▶ **SELECTED EXTRACT**
------------------------------

Andy Mossack explores the Isle of Man, and reveals an island steeped in history and folklore, yet forward-thinking enough to be the World’s first UNESCO Biosphere nation.
For an island, 35 miles long and just 15 miles wide, the Isle of Man is a pocket- rocket packed with heritage, history, ancient folklore, breathtaking landscapes, Victorian ingenuity, and a welcoming community spirit. There’s also the small matter of its world-famous TT bike racing circuit and status as a major centre for offshore financial services.
As one of Britain’s three island nations, the Isle of Man, in the Irish Sea between Ireland and England, is perhaps perceived as the proverbial tourist wallflower when compared to Jersey and Guernsey. Perhaps not everyone’s immediate choice for a breakaway. But that wasn’t always the case.
The Victorian era was a golden time for Manx when hordes of tourists flocked to the island each summer on the Steam Packet ferry from Liverpool attracted by glossy advertising hailing it as the closest continental resort to Britain. But with the emergence of cheap package holidays to Europe, the torrent dropped to a trickle and the Isle of Man had to look elsewhere for a sustainable income.
But let’s bin that wallflower perception because the Isle of Man has plenty to offer as a genuine holiday destination. So, buckle up and find out why.
The influx of Victorian and Edwardian tourists proved so profitable the Isle of Man invested heavily in the latest technology of the time. State-of-the-art attractions, still in operation today, are beautiful examples of a bygone era.

------------------------------

▶ **TASK BRIEF**
Continue the travel piece on the Isle of Man from its final sentence, keeping the same voice.

Excerpts from a detection dataset:
------------------------------

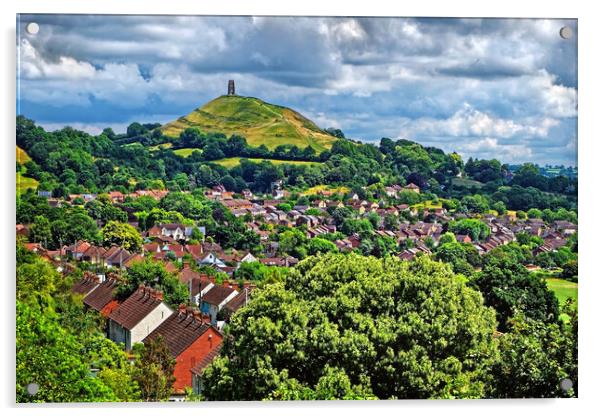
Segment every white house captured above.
[201,284,238,325]
[108,285,173,351]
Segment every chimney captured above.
[192,308,203,321]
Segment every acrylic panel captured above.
[16,14,578,402]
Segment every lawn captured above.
[546,277,577,307]
[213,157,319,169]
[173,147,203,157]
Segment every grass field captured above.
[173,148,203,157]
[546,277,577,307]
[211,157,319,169]
[161,96,337,153]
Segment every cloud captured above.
[18,15,577,163]
[400,104,559,139]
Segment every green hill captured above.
[161,95,337,152]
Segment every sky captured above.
[17,15,578,166]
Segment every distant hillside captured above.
[161,95,337,153]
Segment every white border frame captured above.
[0,0,602,416]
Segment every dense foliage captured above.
[203,254,495,400]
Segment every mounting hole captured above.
[25,22,40,35]
[27,383,40,396]
[560,26,573,39]
[560,378,573,391]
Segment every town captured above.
[16,174,577,400]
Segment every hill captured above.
[161,95,337,153]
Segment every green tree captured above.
[307,237,338,256]
[102,221,142,251]
[29,215,52,247]
[493,313,577,398]
[472,255,559,331]
[203,254,496,400]
[134,336,176,402]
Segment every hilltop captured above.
[161,95,337,152]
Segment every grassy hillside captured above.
[17,146,31,165]
[161,95,336,152]
[214,157,319,169]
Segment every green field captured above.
[173,148,203,157]
[452,177,483,188]
[546,277,577,307]
[161,95,337,153]
[212,157,319,169]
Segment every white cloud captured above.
[400,103,559,139]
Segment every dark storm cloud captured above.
[19,15,577,162]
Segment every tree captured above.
[118,259,189,307]
[29,215,52,247]
[307,237,338,256]
[134,336,176,402]
[493,313,577,398]
[472,252,559,331]
[102,221,142,251]
[448,218,491,241]
[202,254,496,400]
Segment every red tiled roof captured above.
[71,274,99,295]
[178,266,200,283]
[203,285,237,305]
[109,287,163,329]
[84,279,118,312]
[142,310,217,358]
[190,343,223,376]
[100,299,119,318]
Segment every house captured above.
[142,305,223,394]
[108,285,173,351]
[403,183,420,194]
[456,234,472,243]
[178,264,200,284]
[15,224,29,237]
[65,241,92,260]
[84,277,119,317]
[104,246,132,269]
[188,275,215,307]
[197,252,226,267]
[201,282,238,325]
[270,179,284,199]
[159,223,186,240]
[109,191,125,204]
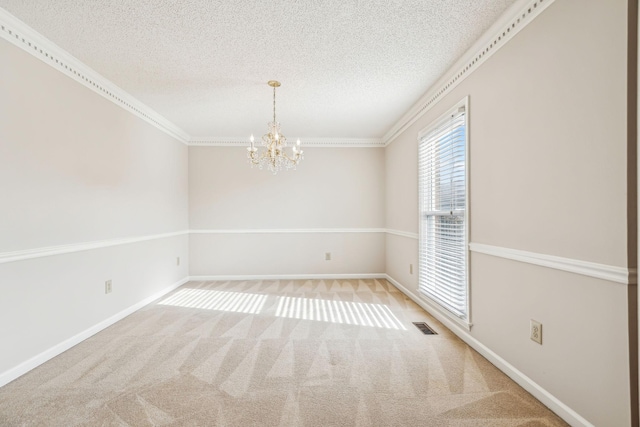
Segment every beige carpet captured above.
[0,280,566,427]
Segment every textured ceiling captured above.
[0,0,514,139]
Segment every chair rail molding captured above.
[469,243,637,285]
[0,230,189,264]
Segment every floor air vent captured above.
[413,322,438,335]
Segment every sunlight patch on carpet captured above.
[158,288,267,314]
[276,297,407,331]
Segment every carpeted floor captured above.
[0,279,566,427]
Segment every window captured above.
[418,99,469,326]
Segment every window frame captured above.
[417,96,472,330]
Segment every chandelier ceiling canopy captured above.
[247,80,304,175]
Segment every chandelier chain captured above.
[247,80,304,174]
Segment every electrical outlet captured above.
[531,319,542,345]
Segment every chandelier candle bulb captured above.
[247,80,304,175]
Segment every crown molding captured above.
[0,0,555,148]
[188,137,385,148]
[0,7,189,144]
[382,0,555,147]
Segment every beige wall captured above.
[189,147,385,276]
[0,40,188,379]
[386,0,635,426]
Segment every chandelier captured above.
[247,80,304,175]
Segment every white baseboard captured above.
[0,277,189,387]
[385,274,594,427]
[189,273,387,281]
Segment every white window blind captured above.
[418,106,468,319]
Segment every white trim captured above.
[386,228,418,240]
[0,277,189,387]
[469,243,637,285]
[0,7,189,144]
[0,230,189,264]
[385,274,473,331]
[382,0,555,147]
[386,274,594,427]
[189,228,386,234]
[189,140,385,148]
[189,273,387,282]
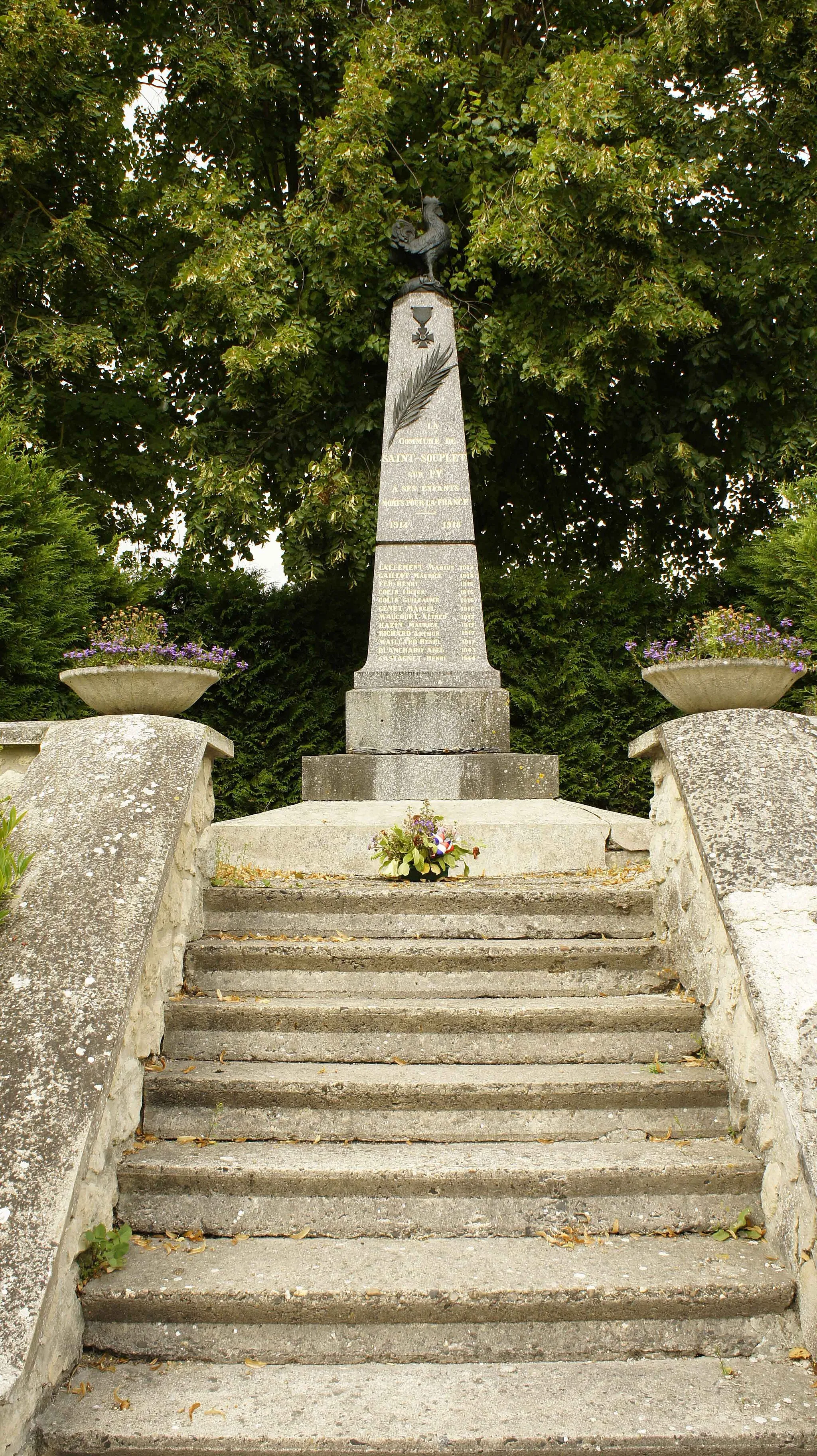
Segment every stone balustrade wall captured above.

------------------------------

▶ **RESPONSE TO THE EXERCISE**
The Manx Electric Railway at almost 130 years old is still looking spritely. Running north along the coast from the capital Douglas to Ramsey, the island’s second town, is essentially a tram that’s been in service since 1893 and is about to celebrate its 130th birthday. It’s a fun ride, rattling, screeching, and tooting its way along track hugging the Isle of Man’s craggy eastern coast while offering up spectacular views from either its closed or open carriages. You can stop off at Laxey and climb aboard the Snaefell Mountain Railway, just two years younger, and scale the summit of the island’s only mountain.
Another veteran of the golden era is the Isle of Man Steam Railway, the longest narrow gauge steam line in Britain that still uses its original locomotives and carriages. The train puffs its way from Douglas to Port Erin on the southwest coast. It’s also got something of a fancy restored dining car if you want the full golden era experience.
A somewhat more sedate ride can be had on the Douglas Bay Horse Tramway; another tram but pulled gently along Douglas’s promenade via shire horse from the Villa Marina theatre and back. It’s thoroughly charming and a relaxing way to see the Victorian sweeping promenade. Keep a watch out for the statue of the Bee Gees, born on the Isle of Man before the family emigrated to Australia.
All these activities are included in the Island’s Go Explore Heritage Card.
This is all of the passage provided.